**Passage for review**.
Using Behavioral Economics to Improve Plan Choice in Medicare: A Randomized Experiment

Monday, June 13, 2016: 3:40 PM
G60 (Huntsman Hall)

Author(s): Abigail S. Friedman; Richard Frank

Discussant: Anna Sinaiko

A variety of research finds that consumers make systematic mistakes when selecting health insurance plans, and exhibit several behavioral economic biases that can lead them to choose or remain enrolled in plans with higher expected costs than they might otherwise prefer. In two new randomized experiments, we consider whether certain behavioral tendencies—specifically, salience and choice overload—can be used to redesign plan information materials in a manner that improves plan choice in Medicare, specifically by shifting consumer preferences away from defaulting and inertia, and towards lower expected cost plans.

**Records**.
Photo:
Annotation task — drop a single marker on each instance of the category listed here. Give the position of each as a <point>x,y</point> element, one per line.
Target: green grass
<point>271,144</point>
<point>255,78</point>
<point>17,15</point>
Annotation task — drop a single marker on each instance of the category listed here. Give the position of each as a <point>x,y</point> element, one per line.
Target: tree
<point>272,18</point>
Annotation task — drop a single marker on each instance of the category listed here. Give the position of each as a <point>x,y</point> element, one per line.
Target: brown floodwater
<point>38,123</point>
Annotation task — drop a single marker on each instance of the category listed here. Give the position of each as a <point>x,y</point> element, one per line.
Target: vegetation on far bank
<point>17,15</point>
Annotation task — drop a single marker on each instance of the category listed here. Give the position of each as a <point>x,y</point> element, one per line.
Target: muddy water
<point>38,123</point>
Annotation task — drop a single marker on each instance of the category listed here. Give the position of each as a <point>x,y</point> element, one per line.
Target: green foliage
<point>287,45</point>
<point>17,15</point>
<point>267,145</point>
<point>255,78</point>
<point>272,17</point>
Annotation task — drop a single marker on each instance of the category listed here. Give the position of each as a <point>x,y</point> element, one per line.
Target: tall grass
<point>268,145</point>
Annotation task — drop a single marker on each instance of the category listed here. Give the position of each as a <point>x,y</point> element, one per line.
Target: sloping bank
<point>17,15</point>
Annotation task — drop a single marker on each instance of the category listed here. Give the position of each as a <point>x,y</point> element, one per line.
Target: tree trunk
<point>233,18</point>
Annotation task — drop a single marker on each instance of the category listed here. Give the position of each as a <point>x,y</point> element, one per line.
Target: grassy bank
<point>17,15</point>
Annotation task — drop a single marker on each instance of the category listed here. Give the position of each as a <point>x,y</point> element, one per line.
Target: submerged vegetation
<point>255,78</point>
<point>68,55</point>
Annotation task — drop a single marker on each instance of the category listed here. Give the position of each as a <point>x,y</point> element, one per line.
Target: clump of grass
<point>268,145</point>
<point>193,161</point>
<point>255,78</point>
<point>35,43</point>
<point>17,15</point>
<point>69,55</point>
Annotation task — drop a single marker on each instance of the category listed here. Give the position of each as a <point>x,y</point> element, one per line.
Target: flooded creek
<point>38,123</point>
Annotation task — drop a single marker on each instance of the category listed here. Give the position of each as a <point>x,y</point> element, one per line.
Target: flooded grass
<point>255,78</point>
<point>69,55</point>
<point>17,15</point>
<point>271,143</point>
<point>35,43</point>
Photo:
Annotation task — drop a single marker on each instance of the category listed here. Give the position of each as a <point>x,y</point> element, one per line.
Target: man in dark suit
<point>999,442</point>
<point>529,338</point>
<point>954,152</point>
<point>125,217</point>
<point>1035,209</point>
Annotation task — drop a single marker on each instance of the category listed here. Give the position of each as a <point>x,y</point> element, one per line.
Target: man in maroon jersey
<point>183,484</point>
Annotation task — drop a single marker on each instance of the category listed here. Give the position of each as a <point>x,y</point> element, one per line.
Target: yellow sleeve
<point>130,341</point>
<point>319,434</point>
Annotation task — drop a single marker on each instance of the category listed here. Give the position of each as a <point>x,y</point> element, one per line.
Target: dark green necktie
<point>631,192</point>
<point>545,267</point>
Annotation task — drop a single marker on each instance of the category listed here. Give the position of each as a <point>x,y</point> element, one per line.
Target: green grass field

**Set of tasks**.
1) From the abstract on Medicare plan choice, extract the passage between "Author(s): Abigail S." and "expected cost plans.", inclusive.
2) Continue the abstract about the Medicare plan choice experiment, picking up after its final sentence.

**Answer section**.
1)
Author(s): Abigail S. Friedman; Richard Frank

Discussant: Anna Sinaiko

A variety of research finds that consumers make systematic mistakes when selecting health insurance plans, and exhibit several behavioral economic biases that can lead them to choose or remain enrolled in plans with higher expected costs than they might otherwise prefer. In two new randomized experiments, we consider whether certain behavioral tendencies—specifically, salience and choice overload—can be used to redesign plan information materials in a manner that improves plan choice in Medicare, specifically by shifting consumer preferences away from defaulting and inertia, and towards lower expected cost plans.

2)
A sample of 487 soon-to-be Medicare enrollees and 210 current beneficiaries were recruited from Middlesex County, Massachusetts, and randomized to receive county-specific plan information for the 2015 enrollment period, either presented as in the state’s Medicare And Youpublication (Control) or one of several treatment formats informed by behavioral insights on salience, choice overload, or combinations of the two. Respondents were asked to identify the Medicare Advantage plan they believed would be best for them, and whether they would select that plan over either Original Medicare (soon-to-be enrollees) or their current plan (current beneficiaries). To increase the likelihood that hypothetical answers would reflect actual behavior, surveys were conducted over the three weeks before Medicare’s open enrollment began. 

The new enrollee analysis indicated that reformatting Medicare Advantage plan information tables to make each plan’s expected costs highly salient yielded a statistically significant 10 percentage point decrease in preferences for defaulting, while a choice overload intervention drawing attention to a smaller choice set reduced this preference by a statistically insignificant 6 percentage points. Considering the expected costs of each respondent’s preferred plan, analyses found statistically significant savings of $12 and $14 per month from the salience and choice overload treatments, respectively. These expected cost effects were not driven by a shift in responsiveness to plan premiums.

Focusing on current beneficiaries, the second intervention found that, relative to the control group, a combined salience-choice overload treatment yielded a 13 percentage point increase in preferences for switching plans. The corresponding change in expected costs was a statistically insignificant reduction of about $15 per month, again, not due to a shift in responsiveness to plan premiums.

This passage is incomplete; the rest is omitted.